• _SET TASK 1_
Answer these questions from the tax treaty protocol:
(a) In what city, and on what date, were the convention and its related protocol and exchange of notes signed?
(b) Which paragraph of which article of the convention is deleted and replaced?
(c) What is the maximum tax on dividends when the beneficial owner is a company that directly owns at least 25% of the voting stock of the paying company?
• _SET TASK 2_
Carry on writing the tax treaty protocol, starting right after its last sentence.

• _TEXT EXTRACT_

===

PROTOCOL AMENDING THE CONVENTION BETWEEN THE GOVERNMENT OF THE UNITED STATES OF AMERICA AND THE GOVERNMENT OF THE REPUBLIC OF INDONESIA FOR THE AVOIDANCE OF DOUBLE TAXATION AND THE PREVENTION OF FISCAL EVASION WITH RESPECT TO TAXES ON INCOME, WITH A RELATED PROTOCOL AND EXCHANGE OF NOTES SIGNED AT  JAKARTA ON THE 11TH DAY OF JULY, 1988

The Government of the United States of America and the Government of the Republic of Indonesia, desiring to conclude a protocol to amend the Convention between the Government of the United States of America and the Government of the Republic of Indonesia for the Avoidance of Double Taxation and the Prevention of Fiscal Evasion with Respect to Taxes on Income, with a related protocol and exchange of notes signed at Jakarta on the 11th day of July, 1988, have agreed as follows:

Article 1

1. Paragraph 2 of Article 11 of the Convention shall be deleted and replaced by the following:

“However, if the beneficial owner of the dividends is a resident of the other Contracting State, the tax charged by the first-mentioned State may not exceed:

(a) 10% of the gross amount of the dividends if the beneficial owner is a company that owns directly at least 25% of the voting stock of the company paying the dividends;

(b) 15% of the gross amount of the dividends in all other cases.”

===

Excerpts of pointing data:

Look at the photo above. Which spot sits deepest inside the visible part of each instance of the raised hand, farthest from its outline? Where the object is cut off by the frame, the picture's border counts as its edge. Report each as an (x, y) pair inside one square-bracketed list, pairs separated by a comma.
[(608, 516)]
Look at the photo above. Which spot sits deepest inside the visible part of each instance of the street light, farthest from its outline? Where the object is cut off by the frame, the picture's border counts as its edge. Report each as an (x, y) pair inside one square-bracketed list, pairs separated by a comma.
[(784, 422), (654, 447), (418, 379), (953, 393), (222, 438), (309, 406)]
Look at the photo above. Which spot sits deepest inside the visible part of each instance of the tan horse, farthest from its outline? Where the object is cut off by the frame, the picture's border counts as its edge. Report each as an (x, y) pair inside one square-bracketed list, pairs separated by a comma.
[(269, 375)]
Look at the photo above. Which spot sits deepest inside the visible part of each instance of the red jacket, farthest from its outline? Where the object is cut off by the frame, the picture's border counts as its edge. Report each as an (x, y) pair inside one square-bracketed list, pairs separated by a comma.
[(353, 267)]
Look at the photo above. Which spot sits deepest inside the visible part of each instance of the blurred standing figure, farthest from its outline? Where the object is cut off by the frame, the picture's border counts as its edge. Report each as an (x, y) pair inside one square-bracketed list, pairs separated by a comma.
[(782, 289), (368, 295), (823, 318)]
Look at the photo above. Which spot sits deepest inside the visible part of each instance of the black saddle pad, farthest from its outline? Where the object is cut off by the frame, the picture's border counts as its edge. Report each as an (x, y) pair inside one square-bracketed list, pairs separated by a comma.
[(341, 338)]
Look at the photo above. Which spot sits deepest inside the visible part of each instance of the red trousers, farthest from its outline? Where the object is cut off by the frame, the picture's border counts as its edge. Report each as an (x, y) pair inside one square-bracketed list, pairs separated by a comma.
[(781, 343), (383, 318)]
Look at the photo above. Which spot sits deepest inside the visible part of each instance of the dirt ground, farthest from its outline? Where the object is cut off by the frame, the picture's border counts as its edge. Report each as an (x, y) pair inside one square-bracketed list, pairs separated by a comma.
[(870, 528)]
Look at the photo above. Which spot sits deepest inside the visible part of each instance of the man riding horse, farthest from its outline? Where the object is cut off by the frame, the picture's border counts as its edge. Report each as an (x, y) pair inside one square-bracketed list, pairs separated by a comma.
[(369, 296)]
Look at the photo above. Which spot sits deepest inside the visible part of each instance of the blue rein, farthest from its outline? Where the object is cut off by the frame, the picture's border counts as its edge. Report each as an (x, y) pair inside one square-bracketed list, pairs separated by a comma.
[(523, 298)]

===

• _WRITTEN REPLY 1_
(a) Jakarta, on the 11th day of July, 1988.
(b) Paragraph 2 of Article 11.
(c) 10% of the gross amount of the dividends.

• _WRITTEN REPLY 2_
2. Paragraph 4 of Article 11 of the Convention shall be deleted and replaced by the following:

“Where a company which is a resident of a Contracting State has a permanent establishment in the other Contracting State, that other State may impose an additional tax in accordance with its law on the profits attributable to the permanent establishment (after deducting therefrom the company tax and other taxes on income imposed thereon in that other State) and on interest payments allocable to the permanent establishment, but the additional tax so charged shall not exceed 10%.”

Article 2

Paragraph 2 and 3 of Article 12 of the Convention shall be deleted and replaced by the following:

“(2) The rate of tax imposed by one of the Contracting States on interest derived from sources within that Contracting State and beneficially owned by a resident of the other Contracting State shall not exceed 10% of the gross amount of such interest.

(3) Notwithstanding paragraphs 1 and 2, interest arising in one of the two States shall be taxable only in the other State to the extent that such interest is derived by:

(i) The Government of the other State, including political subdivisions and local authorities thereof; or

(ii) the Central Bank of the other State; or

(iii) a financial institution owned or controlled by the Government of the other State, including political subdivisions and local authorities thereof”.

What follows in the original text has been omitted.